-- start --

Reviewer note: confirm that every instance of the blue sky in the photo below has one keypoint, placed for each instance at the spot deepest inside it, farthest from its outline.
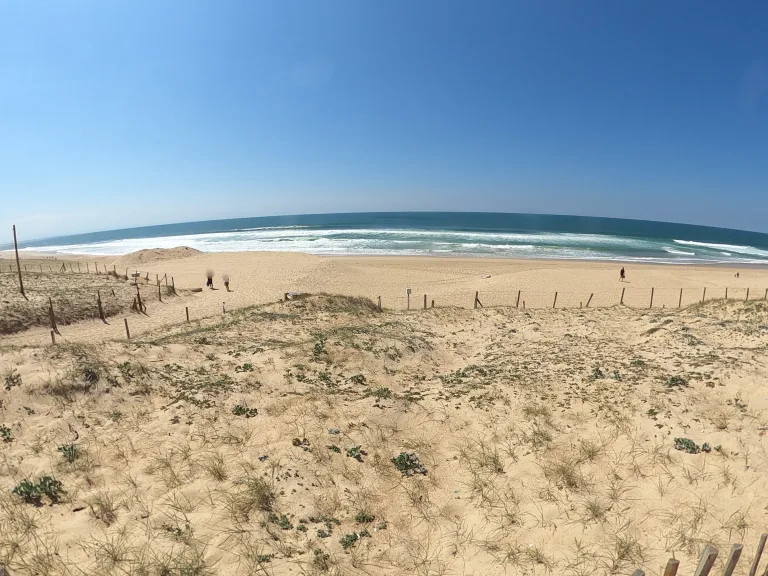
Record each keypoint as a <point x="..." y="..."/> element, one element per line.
<point x="117" y="114"/>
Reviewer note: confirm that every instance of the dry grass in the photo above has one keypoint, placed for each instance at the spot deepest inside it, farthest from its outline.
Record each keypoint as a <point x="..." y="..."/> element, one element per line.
<point x="536" y="462"/>
<point x="74" y="298"/>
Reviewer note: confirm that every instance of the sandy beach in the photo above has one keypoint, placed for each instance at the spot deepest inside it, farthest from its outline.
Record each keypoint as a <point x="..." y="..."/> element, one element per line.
<point x="262" y="277"/>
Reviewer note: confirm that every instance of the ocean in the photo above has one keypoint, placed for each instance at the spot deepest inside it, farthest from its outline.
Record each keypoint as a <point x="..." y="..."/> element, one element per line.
<point x="437" y="234"/>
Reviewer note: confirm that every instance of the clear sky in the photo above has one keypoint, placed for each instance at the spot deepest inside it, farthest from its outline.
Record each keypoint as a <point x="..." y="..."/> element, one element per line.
<point x="117" y="114"/>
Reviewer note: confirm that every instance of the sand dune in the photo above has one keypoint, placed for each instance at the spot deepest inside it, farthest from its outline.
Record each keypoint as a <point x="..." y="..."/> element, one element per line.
<point x="263" y="442"/>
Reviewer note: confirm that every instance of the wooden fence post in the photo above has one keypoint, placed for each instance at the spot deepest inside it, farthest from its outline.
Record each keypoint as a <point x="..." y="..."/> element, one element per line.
<point x="18" y="267"/>
<point x="101" y="310"/>
<point x="672" y="566"/>
<point x="52" y="316"/>
<point x="708" y="558"/>
<point x="758" y="554"/>
<point x="733" y="559"/>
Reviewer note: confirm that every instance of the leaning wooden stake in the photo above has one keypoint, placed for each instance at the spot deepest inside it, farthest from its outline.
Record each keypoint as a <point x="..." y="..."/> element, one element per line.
<point x="18" y="267"/>
<point x="671" y="569"/>
<point x="52" y="316"/>
<point x="733" y="559"/>
<point x="708" y="558"/>
<point x="101" y="309"/>
<point x="758" y="554"/>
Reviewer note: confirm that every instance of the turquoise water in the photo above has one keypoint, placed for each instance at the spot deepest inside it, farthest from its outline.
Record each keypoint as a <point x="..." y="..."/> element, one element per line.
<point x="437" y="234"/>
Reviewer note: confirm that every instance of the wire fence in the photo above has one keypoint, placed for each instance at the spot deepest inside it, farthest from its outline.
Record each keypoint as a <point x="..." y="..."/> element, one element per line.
<point x="630" y="297"/>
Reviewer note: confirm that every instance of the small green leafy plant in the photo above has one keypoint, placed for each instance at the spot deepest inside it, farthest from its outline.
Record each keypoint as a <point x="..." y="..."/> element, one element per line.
<point x="240" y="410"/>
<point x="364" y="517"/>
<point x="32" y="493"/>
<point x="687" y="445"/>
<point x="70" y="452"/>
<point x="381" y="393"/>
<point x="357" y="453"/>
<point x="676" y="382"/>
<point x="302" y="443"/>
<point x="349" y="540"/>
<point x="408" y="463"/>
<point x="12" y="378"/>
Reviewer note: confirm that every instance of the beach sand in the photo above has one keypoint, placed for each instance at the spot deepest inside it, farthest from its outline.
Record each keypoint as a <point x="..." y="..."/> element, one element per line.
<point x="261" y="441"/>
<point x="262" y="277"/>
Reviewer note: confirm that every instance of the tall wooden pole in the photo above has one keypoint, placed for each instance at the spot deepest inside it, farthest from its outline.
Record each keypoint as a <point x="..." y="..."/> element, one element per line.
<point x="18" y="267"/>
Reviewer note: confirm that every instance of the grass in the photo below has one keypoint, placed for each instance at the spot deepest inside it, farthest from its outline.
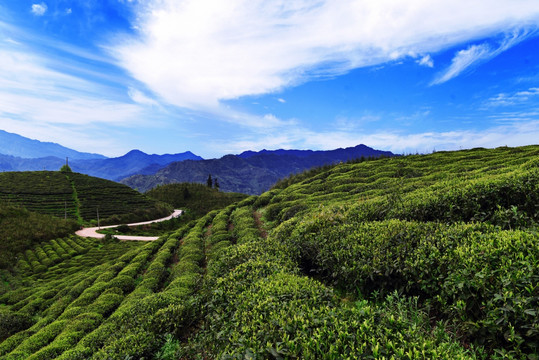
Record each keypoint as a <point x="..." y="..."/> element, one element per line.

-- end --

Rewrite all of the lines above, changing "Reviewer note" to "Checker note" everywhere and keeping everything else the same. Leave out the pictures.

Exercise result
Checker note: confirm that every instance of the blue sky in the photo below has one keypoint, placed for each instance at the spot deepest inside it, farthest from its outline.
Record each keypoint as a <point x="..." y="..."/> element, one element per line.
<point x="117" y="114"/>
Checker note: confirm that every instance of the dry grass in the photo above has one keypoint, placed for each instance at the spot deepest inside it, farthest from its outline.
Record each keypoint as a <point x="..." y="..."/> element, one element per line.
<point x="536" y="462"/>
<point x="74" y="298"/>
Checker note: confirm that every instance of the sandy beach in the photo above has one keypoint, placed for each instance at the spot deepest inside it, farthest from its outline.
Record each keypoint as a <point x="..." y="..."/> element, one element per line.
<point x="262" y="277"/>
Checker note: confirm that every instance of the ocean in the photo above has one keypoint, placed for each instance at the spot deepest inside it, farthest from its outline.
Record each keypoint as a <point x="..." y="..."/> element, one element per line.
<point x="437" y="234"/>
Checker note: confirm that every instance of the clear sky in the photo above has one keypoint, placed for each instance at the spot deepest inside it, farthest from its outline.
Record each keypoint as a <point x="..." y="..."/> element, one element per line.
<point x="117" y="114"/>
Checker note: confirm that every instance of the sand dune in the photo above has one keypoint, placed for each instance at the spot deepest inside it, farthest from its outline.
Record each keypoint as a <point x="..." y="..."/> element, one element per line.
<point x="263" y="442"/>
Checker note: confirm that every instance of the wooden fence post in the photo above has one keypoint, placed for each instance at the spot deepest inside it, farthest from its outline.
Record each keypoint as a <point x="..." y="..."/> element, one element per line.
<point x="18" y="267"/>
<point x="101" y="310"/>
<point x="672" y="566"/>
<point x="52" y="316"/>
<point x="708" y="558"/>
<point x="758" y="554"/>
<point x="733" y="559"/>
Checker note: confirm that every instance of the leaning wooden stake in the photo above has one keypoint, placed for each instance at the spot deepest inside it, farthest from its outline.
Record each keypoint as a <point x="..." y="..."/> element, one element per line.
<point x="18" y="267"/>
<point x="671" y="569"/>
<point x="52" y="316"/>
<point x="733" y="559"/>
<point x="708" y="558"/>
<point x="101" y="309"/>
<point x="758" y="554"/>
Checker note: confirm that every instance of the turquoise water in the photo above has one keypoint, placed for each instance at the spot deepest inside it, farthest from its outline.
Record each keypoint as a <point x="..." y="..."/> element, one element per line.
<point x="437" y="234"/>
Checker note: confirm that every instance of the wire fence in the photo above has one keypoint, placed for each instance at the spot deepest inside it, farthest from its outline.
Record each keypoint as a <point x="..." y="..."/> element, one element per line.
<point x="630" y="297"/>
Checker note: confirm that every instance of the small green leafy plant in the photo above has one keypoint, placed for each instance at the spot deepest inside it, farthest from its outline.
Record each keypoint as a <point x="..." y="..."/> element, one element per line.
<point x="240" y="410"/>
<point x="364" y="517"/>
<point x="32" y="493"/>
<point x="687" y="445"/>
<point x="70" y="452"/>
<point x="381" y="393"/>
<point x="357" y="453"/>
<point x="676" y="382"/>
<point x="302" y="443"/>
<point x="349" y="540"/>
<point x="408" y="463"/>
<point x="12" y="378"/>
Checker note: confirm that every instance of the beach sand in the photo above has one keypoint, placed for each instance at the spot deepest inside it, farthest from its outline.
Record each keypoint as a <point x="..." y="..."/> element, one element per line.
<point x="261" y="441"/>
<point x="262" y="277"/>
Checker note: confirm that every instance of the tall wooden pole in the photo above has one keypoint, placed for each instance at the spot deepest inside it, farthest from its outline.
Record each keypoint as a <point x="..." y="..."/> element, one element per line.
<point x="18" y="267"/>
Checker note: confirm that every instance of the grass in the photo below has one keypoint, placed for each instance at the spot deepest inside it, farthest from its outline.
Record each keypoint as a <point x="..." y="..."/> element, one element per line.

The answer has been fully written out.